-------- TEXT FOR ANALYSIS

BENSON Saulo is a far cry from the kid who used to day-dream his way through English class at Peel High School.
The Jardwadjai, Weregia, Gunditjmara and Wemba Wemba man just become Australia's first Indigenous consul-general appointed to the United States, posted in Houston, Texas.
Growing up in Tamworth on the other side of the train tracks, the 32-year-old said it was easy to feel overlooked.
"A message my dad told me when I was a lot younger was to never think the world is not yours, which is a really powerful statement," Mr Saulo said.
"Coming from Tamworth we didn't grow up with all the opportunities, I wasn't thinking about doing this when I was 15. I thought about going to school and hopefully getting a job to live a good life.
"To step into this very senior role and represent Australia overseas is worlds away from what I thought was possible sitting in high school."
Mr Saulo will join five other consul-generals stationed at major ports across America.
His role is to facilitate trade in the US and to change finance from something that's merely transaction to something that's built on relationships.
The US has always been a large investor in Australia, Mr Saulo said, but looking past the world of COVID-19 that direct investment will be critical.
"For me, Houston is a really critical posting because there are such wonderful synergies in tech-sharing that can and do take place," he said.

----------------

APPLY WHAT YOU READ:
1) Decide whether each of the following statements agrees with the article about Benson Saulo, and for each give yes or no along with the words of the article that decide it, quoted exactly: (a) Mr Saulo is 32 years old. (b) Mr Saulo grew up in Houston. (c) Mr Saulo will be the only consul-general stationed in America.
2) List every Indigenous people that the article about Benson Saulo names in describing his heritage.
3) Write the next part of the article about Benson Saulo, picking up after its final paragraph.

-------- RECORDS PROVIDED

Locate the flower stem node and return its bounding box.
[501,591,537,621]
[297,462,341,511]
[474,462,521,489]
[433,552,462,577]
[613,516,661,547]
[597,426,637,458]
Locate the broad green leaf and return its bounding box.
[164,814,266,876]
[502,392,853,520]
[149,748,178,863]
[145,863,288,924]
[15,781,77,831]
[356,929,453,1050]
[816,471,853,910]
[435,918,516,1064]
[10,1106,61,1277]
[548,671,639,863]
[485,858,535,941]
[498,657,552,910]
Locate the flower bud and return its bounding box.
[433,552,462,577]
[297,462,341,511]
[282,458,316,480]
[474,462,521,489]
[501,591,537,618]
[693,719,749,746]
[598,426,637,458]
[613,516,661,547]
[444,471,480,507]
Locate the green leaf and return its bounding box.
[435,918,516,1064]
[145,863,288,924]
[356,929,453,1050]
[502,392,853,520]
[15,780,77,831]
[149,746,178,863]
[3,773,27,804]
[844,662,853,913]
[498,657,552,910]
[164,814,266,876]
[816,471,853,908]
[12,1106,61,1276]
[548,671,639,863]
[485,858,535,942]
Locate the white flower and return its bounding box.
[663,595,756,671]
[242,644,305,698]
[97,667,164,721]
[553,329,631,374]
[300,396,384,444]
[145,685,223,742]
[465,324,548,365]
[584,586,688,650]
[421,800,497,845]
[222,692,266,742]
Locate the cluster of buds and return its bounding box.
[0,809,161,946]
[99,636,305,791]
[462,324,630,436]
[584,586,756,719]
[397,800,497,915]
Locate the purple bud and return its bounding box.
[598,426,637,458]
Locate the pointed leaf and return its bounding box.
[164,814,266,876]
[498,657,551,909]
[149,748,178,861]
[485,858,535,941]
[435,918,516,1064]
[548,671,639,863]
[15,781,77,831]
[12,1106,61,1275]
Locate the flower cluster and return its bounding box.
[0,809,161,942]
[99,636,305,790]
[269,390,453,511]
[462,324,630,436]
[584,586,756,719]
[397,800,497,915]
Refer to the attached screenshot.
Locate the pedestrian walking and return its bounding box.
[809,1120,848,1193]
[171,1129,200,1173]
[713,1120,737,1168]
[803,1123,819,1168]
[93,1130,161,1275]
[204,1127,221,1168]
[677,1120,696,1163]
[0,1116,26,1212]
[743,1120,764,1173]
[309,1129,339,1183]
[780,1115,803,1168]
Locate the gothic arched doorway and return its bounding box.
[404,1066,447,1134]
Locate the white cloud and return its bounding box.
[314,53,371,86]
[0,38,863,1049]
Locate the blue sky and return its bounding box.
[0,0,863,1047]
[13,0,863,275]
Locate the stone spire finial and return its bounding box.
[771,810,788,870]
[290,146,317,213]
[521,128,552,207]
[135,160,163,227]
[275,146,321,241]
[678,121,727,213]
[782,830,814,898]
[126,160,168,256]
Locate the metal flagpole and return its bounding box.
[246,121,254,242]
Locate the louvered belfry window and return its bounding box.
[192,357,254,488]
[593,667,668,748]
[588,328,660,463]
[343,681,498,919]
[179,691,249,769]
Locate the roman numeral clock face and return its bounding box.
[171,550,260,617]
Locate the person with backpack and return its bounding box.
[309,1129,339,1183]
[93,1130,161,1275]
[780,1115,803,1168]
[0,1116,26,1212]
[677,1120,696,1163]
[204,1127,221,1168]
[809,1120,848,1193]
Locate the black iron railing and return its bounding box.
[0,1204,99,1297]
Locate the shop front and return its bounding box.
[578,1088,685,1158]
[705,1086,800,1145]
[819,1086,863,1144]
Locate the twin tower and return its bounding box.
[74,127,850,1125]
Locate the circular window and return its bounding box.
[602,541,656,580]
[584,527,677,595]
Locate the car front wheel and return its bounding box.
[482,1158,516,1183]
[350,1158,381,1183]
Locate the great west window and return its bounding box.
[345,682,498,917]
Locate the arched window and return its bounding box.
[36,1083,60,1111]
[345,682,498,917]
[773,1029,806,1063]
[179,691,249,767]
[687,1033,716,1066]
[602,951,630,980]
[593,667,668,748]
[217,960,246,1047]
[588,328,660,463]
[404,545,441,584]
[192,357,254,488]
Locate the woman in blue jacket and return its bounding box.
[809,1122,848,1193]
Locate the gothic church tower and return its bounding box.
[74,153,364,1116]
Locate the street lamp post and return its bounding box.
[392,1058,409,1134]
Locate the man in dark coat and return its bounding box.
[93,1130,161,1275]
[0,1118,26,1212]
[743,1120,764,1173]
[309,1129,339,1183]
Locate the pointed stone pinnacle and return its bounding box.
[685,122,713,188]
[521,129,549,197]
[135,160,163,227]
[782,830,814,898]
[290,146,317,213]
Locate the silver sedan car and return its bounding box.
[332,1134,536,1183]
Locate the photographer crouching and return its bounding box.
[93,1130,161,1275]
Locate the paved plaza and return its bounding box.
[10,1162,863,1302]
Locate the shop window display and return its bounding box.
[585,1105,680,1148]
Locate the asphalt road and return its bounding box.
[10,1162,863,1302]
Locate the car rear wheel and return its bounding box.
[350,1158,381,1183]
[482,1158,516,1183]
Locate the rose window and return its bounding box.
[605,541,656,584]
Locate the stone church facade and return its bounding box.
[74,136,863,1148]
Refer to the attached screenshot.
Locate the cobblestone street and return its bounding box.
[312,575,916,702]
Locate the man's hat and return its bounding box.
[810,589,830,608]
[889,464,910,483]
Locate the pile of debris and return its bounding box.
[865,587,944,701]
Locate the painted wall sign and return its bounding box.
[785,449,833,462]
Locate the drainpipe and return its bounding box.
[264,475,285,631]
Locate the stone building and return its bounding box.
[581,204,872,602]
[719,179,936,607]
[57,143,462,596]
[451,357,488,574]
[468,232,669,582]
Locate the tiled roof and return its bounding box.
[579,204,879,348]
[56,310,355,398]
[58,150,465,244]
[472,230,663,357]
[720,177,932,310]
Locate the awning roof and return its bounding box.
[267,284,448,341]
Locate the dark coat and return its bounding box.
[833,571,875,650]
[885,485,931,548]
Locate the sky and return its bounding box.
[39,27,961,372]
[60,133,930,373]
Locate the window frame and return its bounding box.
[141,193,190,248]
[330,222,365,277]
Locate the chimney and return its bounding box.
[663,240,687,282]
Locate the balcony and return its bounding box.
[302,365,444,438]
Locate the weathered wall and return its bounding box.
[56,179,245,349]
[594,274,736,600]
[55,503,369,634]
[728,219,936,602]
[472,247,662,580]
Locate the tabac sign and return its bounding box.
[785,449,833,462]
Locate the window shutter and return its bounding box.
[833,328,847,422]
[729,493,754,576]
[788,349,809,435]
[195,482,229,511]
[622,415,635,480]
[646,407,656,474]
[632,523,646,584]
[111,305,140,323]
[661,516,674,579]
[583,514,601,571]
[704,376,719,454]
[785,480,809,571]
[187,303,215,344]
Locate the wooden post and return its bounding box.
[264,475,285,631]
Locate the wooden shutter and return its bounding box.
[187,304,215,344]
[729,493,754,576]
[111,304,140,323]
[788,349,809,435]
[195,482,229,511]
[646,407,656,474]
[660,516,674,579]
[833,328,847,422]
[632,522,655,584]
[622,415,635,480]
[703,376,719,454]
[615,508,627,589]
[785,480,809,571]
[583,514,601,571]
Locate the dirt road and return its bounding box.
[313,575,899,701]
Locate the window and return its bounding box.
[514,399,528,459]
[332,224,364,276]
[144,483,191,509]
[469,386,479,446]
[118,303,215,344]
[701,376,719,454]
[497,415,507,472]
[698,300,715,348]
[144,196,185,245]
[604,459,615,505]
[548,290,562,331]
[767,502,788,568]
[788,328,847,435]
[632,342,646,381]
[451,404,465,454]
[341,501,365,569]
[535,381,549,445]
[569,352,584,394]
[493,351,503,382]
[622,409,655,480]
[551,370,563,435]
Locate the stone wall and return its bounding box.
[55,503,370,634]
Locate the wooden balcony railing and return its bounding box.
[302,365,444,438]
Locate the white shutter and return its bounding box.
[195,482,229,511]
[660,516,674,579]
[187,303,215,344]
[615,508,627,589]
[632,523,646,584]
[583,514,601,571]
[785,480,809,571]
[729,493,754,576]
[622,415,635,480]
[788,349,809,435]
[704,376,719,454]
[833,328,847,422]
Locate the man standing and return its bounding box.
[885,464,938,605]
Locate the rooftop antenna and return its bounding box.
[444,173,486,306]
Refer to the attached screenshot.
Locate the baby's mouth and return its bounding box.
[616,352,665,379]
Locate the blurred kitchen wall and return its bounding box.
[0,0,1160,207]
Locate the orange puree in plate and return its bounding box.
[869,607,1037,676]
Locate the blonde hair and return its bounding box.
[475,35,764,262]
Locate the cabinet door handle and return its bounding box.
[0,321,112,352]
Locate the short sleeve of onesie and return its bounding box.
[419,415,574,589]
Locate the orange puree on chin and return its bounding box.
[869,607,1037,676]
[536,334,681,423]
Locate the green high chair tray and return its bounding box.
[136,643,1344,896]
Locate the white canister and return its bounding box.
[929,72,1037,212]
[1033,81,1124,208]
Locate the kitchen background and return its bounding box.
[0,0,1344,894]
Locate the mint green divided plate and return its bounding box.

----------------

RESPONSES PER TASK:
1)
(a) Yes: "the 32-year-old"
(b) No: "Growing up in Tamworth on the other side of the train tracks"
(c) No: "Mr Saulo will join five other consul-generals stationed at major ports across America."

2)
Jardwadjai
Weregia
Gunditjmara
Wemba Wemba

3)
"As a representative of Australia it's about building the relationship with a major trade partner.
"I don't like referring to myself as a role model, but when you are creating opportunities and a new path you have to look to who is coming behind you as well, and there is such a drive in young people."
In 2013, Mr Saulo founded the National Indigenous Youth Leadership Academy, which aimed to empower young Indigenous people to lead positive change on issues they are passionate about.
He worked for Australian Unity as head of community and co-founded Mind Garden Projects in 2014 to provides literacy support for schools in Papua New Guinea, where his father is from.
Mr Saulo said that being the first Indigenous person to take up the consul-general role came with responsibility. "For me this all came from a lot of planning five years ago, thinking about what career I wanted to create and the impact I wanted to have," Mr Saulo said.
"It comes with a huge amount of pride but a heavy weight of responsibility, it's never easy being the first but I wouldn't be here if others hadn't come before me."
Mr Saulo is expected to go to Houston in December.